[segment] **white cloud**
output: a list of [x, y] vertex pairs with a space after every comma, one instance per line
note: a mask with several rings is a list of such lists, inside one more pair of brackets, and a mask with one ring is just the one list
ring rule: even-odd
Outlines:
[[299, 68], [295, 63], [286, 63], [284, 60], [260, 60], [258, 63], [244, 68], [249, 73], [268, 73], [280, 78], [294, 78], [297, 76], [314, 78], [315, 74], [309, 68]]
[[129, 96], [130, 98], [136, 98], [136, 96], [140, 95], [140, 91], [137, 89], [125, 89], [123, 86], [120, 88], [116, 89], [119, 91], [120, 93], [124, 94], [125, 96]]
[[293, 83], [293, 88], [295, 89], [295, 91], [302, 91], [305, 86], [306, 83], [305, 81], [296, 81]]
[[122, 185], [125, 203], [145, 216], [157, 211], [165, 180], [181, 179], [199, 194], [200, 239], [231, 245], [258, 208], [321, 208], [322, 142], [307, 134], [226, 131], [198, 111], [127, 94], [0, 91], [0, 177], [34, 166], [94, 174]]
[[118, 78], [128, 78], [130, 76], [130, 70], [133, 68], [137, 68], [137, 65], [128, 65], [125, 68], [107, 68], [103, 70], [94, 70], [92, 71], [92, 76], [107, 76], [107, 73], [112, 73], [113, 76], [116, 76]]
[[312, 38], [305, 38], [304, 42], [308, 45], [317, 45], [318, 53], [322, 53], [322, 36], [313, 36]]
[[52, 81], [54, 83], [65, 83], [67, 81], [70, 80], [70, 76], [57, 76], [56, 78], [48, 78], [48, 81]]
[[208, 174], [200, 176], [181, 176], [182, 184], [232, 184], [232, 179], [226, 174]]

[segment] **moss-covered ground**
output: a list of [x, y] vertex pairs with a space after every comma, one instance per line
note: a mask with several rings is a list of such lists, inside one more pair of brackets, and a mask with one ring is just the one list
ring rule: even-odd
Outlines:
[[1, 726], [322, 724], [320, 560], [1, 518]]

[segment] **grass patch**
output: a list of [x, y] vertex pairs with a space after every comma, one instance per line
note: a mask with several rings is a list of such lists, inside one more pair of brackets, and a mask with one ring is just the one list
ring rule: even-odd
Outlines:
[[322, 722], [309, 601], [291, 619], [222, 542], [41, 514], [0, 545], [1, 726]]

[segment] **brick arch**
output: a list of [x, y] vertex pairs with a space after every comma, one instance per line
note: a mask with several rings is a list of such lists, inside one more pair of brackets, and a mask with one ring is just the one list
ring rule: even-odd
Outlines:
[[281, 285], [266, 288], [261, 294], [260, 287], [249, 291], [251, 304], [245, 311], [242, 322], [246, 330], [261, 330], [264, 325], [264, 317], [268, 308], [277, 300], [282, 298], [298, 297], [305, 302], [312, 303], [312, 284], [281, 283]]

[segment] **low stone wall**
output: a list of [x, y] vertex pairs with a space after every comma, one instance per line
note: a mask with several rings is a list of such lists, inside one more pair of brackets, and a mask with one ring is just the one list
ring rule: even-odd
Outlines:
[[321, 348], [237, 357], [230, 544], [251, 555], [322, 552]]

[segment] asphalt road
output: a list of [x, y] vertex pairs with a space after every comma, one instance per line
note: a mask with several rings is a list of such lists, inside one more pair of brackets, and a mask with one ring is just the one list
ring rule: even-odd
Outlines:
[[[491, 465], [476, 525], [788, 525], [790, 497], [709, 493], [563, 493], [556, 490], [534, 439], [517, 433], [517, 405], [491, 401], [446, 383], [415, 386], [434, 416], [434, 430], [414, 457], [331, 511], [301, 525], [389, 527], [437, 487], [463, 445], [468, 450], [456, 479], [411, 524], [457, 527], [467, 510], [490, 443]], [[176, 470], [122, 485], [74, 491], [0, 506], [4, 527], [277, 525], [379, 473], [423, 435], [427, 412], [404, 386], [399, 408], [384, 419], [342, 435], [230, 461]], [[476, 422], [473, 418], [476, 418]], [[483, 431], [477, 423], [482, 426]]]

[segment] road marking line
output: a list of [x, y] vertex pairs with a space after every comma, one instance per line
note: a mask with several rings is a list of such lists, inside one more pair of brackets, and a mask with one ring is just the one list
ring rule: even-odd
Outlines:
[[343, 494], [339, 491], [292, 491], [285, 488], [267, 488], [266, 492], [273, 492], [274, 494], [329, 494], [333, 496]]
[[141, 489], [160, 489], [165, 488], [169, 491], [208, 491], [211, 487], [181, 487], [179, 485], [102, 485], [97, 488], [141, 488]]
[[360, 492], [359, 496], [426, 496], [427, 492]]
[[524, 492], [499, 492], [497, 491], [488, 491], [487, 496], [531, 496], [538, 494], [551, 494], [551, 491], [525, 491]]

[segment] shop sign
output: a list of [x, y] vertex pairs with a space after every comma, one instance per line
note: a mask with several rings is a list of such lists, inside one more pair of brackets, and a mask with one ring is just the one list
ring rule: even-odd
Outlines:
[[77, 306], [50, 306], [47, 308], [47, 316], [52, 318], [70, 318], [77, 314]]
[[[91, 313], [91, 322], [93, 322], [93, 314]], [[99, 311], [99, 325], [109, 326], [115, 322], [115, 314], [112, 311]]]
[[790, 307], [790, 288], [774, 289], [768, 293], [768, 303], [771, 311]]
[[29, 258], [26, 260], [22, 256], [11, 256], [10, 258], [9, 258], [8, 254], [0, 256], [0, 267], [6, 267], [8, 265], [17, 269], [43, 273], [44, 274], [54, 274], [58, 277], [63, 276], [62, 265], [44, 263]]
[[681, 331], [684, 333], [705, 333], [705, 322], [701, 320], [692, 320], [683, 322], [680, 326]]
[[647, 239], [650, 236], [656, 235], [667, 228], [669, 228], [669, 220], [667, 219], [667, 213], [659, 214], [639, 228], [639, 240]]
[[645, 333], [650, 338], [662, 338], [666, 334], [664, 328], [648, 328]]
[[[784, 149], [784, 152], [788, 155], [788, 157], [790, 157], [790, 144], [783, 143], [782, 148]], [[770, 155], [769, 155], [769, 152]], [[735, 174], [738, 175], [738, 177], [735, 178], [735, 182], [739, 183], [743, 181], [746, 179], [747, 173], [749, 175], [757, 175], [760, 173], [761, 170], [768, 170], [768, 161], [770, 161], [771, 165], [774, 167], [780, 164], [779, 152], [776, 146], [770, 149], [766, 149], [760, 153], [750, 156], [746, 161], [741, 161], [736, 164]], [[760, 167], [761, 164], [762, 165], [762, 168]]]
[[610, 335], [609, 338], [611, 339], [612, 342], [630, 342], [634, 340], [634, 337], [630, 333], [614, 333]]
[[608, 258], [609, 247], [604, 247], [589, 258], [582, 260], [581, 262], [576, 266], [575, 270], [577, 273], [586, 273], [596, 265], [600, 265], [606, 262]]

◆ Required work:
Scale everything from the line containing "[segment] **brick arch**" down to the line containing "423], [482, 426]]]", both included. Write out only those lines of the material, requests included, and multiply every vertex coordinate in the outlines by 0.95, rounding to whole numbers with halves going up.

◆ Written solution:
[segment] **brick arch**
output: a list of [x, y] vertex pairs with a space after every comma, one instance per line
note: a mask with several rings is a list of such lists, inside one more pair of brackets, and a mask with one ring is just the one list
ring rule: even-odd
Outlines:
[[267, 271], [253, 274], [248, 279], [247, 273], [237, 276], [238, 289], [233, 295], [230, 306], [234, 314], [248, 314], [251, 309], [251, 301], [255, 293], [263, 285], [268, 283], [283, 282], [290, 287], [296, 288], [296, 270], [267, 269]]

[segment] **low stone wall**
output: a list of [x, y] vertex pairs with a space after every comma, one instance per line
note: a mask with several rings is a list of such lists, inside one more pair of brackets, and a mask with one ring is just the one list
ring rule: even-odd
Outlines:
[[305, 331], [225, 339], [219, 517], [238, 527], [306, 524]]

[segment] asphalt road
output: a list of [x, y] vertex pairs with a space after every comma, one instance per line
note: a mask with several rings is a list of such lists, inside one more pair of brackets, and a mask with one ring is just the one list
ring rule: even-odd
Outlines:
[[[466, 442], [452, 499], [749, 499], [751, 472], [674, 468], [535, 468], [528, 466], [507, 417], [491, 411], [491, 385], [466, 381], [424, 364], [394, 367], [412, 395], [412, 409], [393, 434], [314, 485], [286, 499], [370, 501], [415, 463], [440, 423], [445, 428], [433, 455], [390, 498], [434, 501], [444, 485], [466, 421]], [[167, 447], [116, 461], [70, 466], [0, 481], [4, 501], [263, 499], [360, 449], [402, 413], [406, 391], [384, 367], [379, 388], [365, 398], [325, 413], [219, 438]], [[452, 401], [449, 397], [452, 397]], [[459, 409], [453, 402], [458, 405]]]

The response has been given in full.